---- Articolo
Si abroga una piccola parte del Jobs act che non esiste più, tornando così non all’articolo 18, ma alla disciplina Monti-Fornero-Bersani. Risultato: l’indennità massima che un giudice potrà stabilire in caso di licenziamento scenderà da 36 a 24 mesi, per avere la possibilità di reintegro in caso di “manifesta insussistenza” (una fattispecie del tutto marginale) e portare a casa lo scalpo immaginario del Jobs act. Un affarone.
 
Detto anche questo, il contratto a tutele crescenti era solo uno dei tanti ingredienti del Jobs act. La riforma degli ammortizzatori sociali (con il rafforzamento della Naspi; l’estensione della cassa alle piccole imprese; l’introduzione del Reddito di inclusione e delle prime tutele per il lavoro autonomo in due leggi collegate), le politiche attive e della formazione, la stretta sul precariato (con la norma sull’etero-organizzazione contro le false partite Iva, che i rider di Torino hanno usato per vedersi riconosciute le tutele del lavoro subordinato; l’abolizione dei cocopro e di altre piccole forme atipiche; la norma contro le dimissioni in bianco): tutti questi interventi ne rappresentano altri ingredienti fondamentali. Per carità, su alcune misure si fece troppo poco (per mancanza di risorse o volontà politica), ma la direzione era giusta. Il modello era la socialdemocrazia scandinava, non Blair. Non a caso tutte le riforme degli ammortizzatori che sono arrivate dopo, dal reddito di cittadinanza ai ritocchi del governo Draghi, sono andate nella stessa direzione, mettendoci più risorse, anche se a volte maldestramente.
--------
Cosa fare —
Rispondi in base all'articolo sul Jobs act riportato sopra.
(a) Da quanti a quanti mesi scenderà l'indennità massima che un giudice potrà stabilire in caso di licenziamento?
(b) Quale norma hanno usato i rider di Torino per vedersi riconosciute le tutele del lavoro subordinato?
(c) Quale modello aveva la riforma, secondo l'articolo?
---- Dati forniti
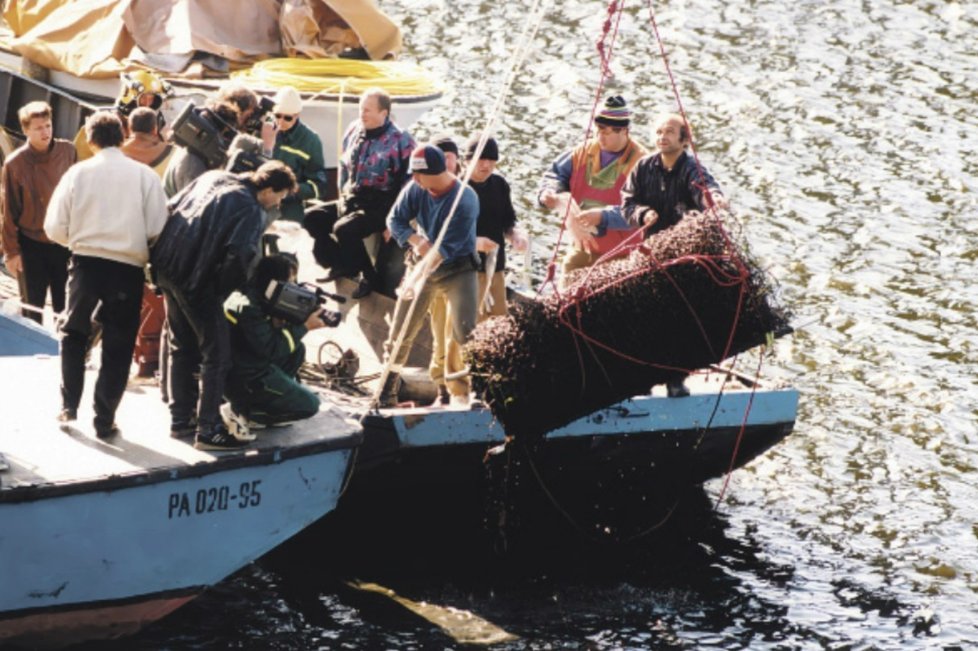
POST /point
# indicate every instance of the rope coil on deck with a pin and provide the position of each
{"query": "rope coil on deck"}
(347, 76)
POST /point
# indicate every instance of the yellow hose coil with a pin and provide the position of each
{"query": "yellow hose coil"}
(349, 76)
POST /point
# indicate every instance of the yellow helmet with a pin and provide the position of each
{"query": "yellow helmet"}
(137, 83)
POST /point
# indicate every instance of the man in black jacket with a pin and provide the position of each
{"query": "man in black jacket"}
(663, 186)
(205, 252)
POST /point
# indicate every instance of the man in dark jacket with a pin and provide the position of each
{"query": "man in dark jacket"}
(263, 388)
(665, 185)
(205, 252)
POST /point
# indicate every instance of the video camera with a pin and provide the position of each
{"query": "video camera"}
(295, 302)
(204, 133)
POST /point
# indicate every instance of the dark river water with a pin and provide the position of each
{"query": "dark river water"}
(845, 134)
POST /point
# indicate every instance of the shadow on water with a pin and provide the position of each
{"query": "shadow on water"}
(437, 583)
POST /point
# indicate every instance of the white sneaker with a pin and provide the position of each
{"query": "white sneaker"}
(459, 402)
(237, 425)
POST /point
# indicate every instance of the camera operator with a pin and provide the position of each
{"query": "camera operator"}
(205, 252)
(267, 351)
(189, 162)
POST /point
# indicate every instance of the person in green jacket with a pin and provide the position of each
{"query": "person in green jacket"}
(299, 147)
(263, 387)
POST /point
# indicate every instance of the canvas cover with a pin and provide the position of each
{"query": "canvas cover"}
(101, 38)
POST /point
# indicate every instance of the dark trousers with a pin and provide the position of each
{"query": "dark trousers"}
(116, 290)
(275, 395)
(199, 343)
(45, 267)
(350, 230)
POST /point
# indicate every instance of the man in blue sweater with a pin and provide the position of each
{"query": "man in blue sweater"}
(428, 200)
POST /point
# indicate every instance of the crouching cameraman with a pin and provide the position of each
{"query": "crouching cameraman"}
(263, 388)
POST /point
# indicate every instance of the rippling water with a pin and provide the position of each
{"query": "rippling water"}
(845, 132)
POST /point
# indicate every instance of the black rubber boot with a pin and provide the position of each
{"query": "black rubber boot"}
(388, 395)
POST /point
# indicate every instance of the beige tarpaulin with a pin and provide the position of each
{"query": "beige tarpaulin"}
(88, 39)
(319, 28)
(98, 38)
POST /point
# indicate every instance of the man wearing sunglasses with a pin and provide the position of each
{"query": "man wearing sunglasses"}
(299, 147)
(594, 174)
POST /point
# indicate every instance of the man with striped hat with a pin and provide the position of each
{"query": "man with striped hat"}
(594, 174)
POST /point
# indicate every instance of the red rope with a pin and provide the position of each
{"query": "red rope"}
(740, 434)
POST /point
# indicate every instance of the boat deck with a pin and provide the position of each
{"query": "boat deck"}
(43, 453)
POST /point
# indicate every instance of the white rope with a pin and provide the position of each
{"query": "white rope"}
(525, 41)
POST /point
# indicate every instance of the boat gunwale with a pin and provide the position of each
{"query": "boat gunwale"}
(248, 458)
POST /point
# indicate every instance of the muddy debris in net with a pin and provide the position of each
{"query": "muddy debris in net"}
(687, 298)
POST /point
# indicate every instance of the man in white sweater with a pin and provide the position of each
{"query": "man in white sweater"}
(107, 210)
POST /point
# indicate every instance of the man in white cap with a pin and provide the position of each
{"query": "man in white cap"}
(418, 215)
(299, 147)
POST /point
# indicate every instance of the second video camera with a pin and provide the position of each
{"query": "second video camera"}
(204, 133)
(295, 302)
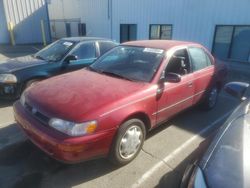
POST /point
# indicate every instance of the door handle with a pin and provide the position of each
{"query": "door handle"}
(190, 84)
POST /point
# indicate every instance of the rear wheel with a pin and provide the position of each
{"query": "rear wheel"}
(128, 142)
(210, 99)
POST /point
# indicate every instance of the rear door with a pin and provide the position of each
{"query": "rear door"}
(203, 71)
(175, 97)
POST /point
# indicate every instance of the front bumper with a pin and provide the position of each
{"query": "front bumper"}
(10, 91)
(59, 146)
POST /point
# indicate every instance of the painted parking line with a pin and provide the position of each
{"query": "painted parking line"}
(2, 125)
(177, 151)
(37, 49)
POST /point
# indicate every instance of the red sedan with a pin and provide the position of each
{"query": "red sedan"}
(107, 108)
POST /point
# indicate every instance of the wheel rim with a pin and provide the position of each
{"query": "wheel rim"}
(213, 97)
(130, 142)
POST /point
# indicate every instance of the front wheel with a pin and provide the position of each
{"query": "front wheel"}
(210, 99)
(128, 142)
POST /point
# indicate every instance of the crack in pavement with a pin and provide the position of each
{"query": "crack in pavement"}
(153, 156)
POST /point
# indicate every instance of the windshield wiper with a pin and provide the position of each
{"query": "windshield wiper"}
(39, 57)
(115, 75)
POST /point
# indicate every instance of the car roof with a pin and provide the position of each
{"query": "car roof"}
(81, 39)
(161, 44)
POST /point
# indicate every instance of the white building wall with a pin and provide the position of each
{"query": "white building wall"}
(192, 20)
(92, 12)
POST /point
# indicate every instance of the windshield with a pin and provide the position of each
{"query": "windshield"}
(132, 63)
(56, 51)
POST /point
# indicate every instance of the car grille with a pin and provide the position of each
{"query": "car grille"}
(39, 116)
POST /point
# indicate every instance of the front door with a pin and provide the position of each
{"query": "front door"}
(203, 71)
(176, 96)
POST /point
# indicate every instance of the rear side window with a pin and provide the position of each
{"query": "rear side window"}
(199, 58)
(105, 46)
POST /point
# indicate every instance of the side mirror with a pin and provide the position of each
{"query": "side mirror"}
(172, 77)
(237, 89)
(70, 58)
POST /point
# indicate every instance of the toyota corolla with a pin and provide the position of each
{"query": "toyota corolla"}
(108, 108)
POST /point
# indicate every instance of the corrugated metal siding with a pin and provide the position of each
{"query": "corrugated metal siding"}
(4, 34)
(192, 20)
(26, 16)
(92, 12)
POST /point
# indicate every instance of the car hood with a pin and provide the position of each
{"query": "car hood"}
(74, 95)
(226, 163)
(12, 65)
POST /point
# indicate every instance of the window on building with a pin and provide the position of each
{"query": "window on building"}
(199, 59)
(232, 42)
(128, 32)
(82, 29)
(160, 31)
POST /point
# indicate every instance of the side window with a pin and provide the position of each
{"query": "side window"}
(85, 51)
(105, 46)
(179, 63)
(199, 59)
(208, 60)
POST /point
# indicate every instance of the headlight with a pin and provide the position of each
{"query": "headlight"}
(8, 78)
(73, 129)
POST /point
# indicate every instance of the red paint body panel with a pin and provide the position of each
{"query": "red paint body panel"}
(52, 143)
(84, 95)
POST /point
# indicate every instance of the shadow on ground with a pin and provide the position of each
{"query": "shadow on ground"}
(173, 179)
(8, 51)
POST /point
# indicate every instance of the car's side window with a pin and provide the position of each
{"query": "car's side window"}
(85, 51)
(179, 63)
(105, 46)
(199, 59)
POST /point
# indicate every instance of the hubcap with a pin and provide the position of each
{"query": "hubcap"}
(213, 97)
(130, 142)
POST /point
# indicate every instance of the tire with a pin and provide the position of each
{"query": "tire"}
(210, 98)
(128, 142)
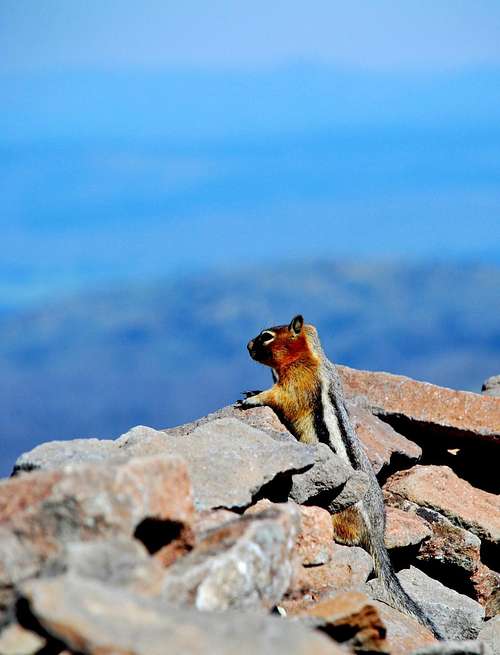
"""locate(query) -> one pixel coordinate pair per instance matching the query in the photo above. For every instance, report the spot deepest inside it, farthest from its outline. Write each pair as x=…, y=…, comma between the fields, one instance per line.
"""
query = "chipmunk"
x=308, y=398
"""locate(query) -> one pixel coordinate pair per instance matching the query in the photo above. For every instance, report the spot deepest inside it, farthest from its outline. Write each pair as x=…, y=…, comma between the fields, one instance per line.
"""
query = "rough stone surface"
x=450, y=647
x=246, y=564
x=120, y=562
x=56, y=454
x=229, y=461
x=456, y=615
x=404, y=529
x=348, y=568
x=15, y=640
x=490, y=634
x=491, y=386
x=92, y=619
x=316, y=536
x=324, y=481
x=351, y=618
x=43, y=510
x=404, y=633
x=380, y=440
x=439, y=488
x=426, y=405
x=450, y=545
x=487, y=587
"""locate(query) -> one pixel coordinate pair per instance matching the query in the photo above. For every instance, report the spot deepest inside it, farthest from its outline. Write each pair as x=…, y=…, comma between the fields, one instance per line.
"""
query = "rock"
x=487, y=587
x=229, y=461
x=211, y=519
x=120, y=562
x=43, y=510
x=404, y=529
x=469, y=647
x=456, y=615
x=15, y=640
x=490, y=635
x=439, y=488
x=92, y=619
x=450, y=545
x=381, y=442
x=245, y=564
x=316, y=535
x=491, y=386
x=404, y=633
x=352, y=619
x=413, y=406
x=323, y=482
x=348, y=568
x=56, y=454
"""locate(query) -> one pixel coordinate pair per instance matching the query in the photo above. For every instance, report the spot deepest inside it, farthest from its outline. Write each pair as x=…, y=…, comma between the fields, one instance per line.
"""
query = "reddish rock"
x=88, y=617
x=212, y=519
x=439, y=488
x=347, y=569
x=404, y=634
x=487, y=587
x=404, y=529
x=351, y=618
x=451, y=545
x=41, y=511
x=380, y=440
x=445, y=410
x=245, y=564
x=316, y=536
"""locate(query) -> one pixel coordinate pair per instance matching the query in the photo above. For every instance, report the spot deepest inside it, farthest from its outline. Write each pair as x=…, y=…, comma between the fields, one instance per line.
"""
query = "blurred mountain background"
x=175, y=178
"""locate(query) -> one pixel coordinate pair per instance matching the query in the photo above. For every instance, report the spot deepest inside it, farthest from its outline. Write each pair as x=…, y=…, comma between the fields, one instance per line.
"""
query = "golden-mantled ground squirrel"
x=308, y=398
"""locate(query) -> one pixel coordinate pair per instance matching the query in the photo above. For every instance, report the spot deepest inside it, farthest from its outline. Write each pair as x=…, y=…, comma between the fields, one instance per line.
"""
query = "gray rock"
x=91, y=618
x=456, y=615
x=491, y=386
x=330, y=483
x=56, y=454
x=228, y=461
x=469, y=647
x=490, y=634
x=245, y=564
x=120, y=562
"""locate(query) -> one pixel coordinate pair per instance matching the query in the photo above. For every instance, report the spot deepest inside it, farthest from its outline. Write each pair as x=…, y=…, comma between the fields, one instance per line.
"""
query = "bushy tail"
x=396, y=595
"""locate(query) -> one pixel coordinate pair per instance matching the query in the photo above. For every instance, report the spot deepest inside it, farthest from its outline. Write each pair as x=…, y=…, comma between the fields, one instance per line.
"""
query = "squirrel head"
x=281, y=345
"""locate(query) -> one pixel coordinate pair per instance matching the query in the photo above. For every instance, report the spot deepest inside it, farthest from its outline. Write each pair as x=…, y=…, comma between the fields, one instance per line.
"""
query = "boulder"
x=487, y=588
x=382, y=443
x=450, y=647
x=439, y=488
x=491, y=386
x=90, y=618
x=490, y=635
x=229, y=461
x=348, y=568
x=244, y=564
x=404, y=633
x=148, y=497
x=404, y=529
x=456, y=615
x=330, y=483
x=419, y=406
x=350, y=618
x=316, y=536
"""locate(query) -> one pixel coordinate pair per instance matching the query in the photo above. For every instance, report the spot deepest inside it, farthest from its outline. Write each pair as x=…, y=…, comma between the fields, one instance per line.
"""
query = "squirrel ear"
x=296, y=324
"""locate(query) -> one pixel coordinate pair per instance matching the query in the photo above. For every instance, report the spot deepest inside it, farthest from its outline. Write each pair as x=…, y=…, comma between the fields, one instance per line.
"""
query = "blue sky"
x=142, y=139
x=409, y=35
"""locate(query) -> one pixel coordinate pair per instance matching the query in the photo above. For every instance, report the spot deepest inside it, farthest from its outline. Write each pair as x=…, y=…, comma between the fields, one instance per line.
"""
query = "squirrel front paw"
x=249, y=400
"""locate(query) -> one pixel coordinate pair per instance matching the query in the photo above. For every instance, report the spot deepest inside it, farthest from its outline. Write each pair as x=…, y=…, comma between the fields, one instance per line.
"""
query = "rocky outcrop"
x=403, y=401
x=189, y=539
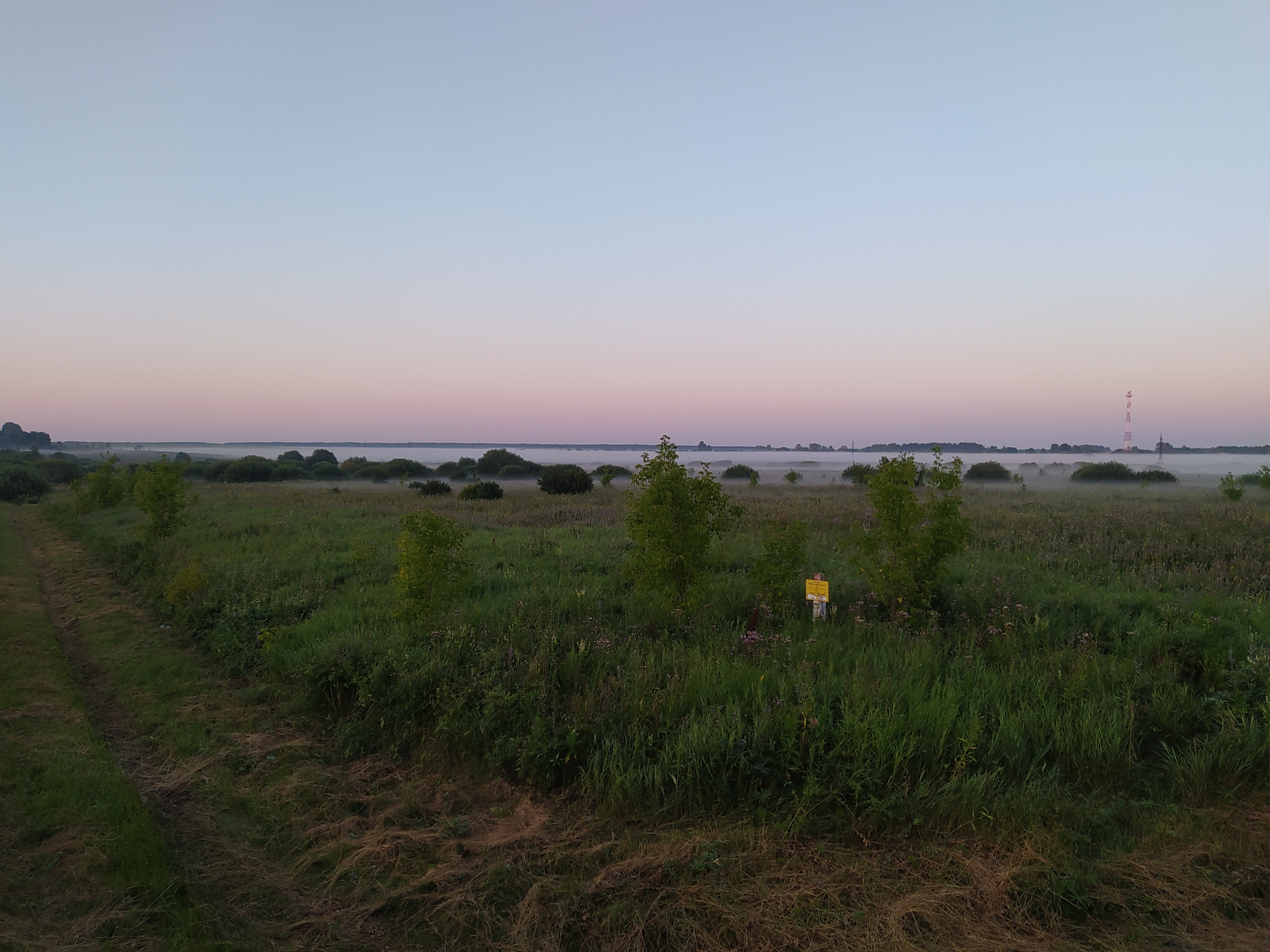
--------
Risposta —
(a) Da 36 a 24 mesi.
(b) La norma sull'etero-organizzazione contro le false partite Iva.
(c) La socialdemocrazia scandinava.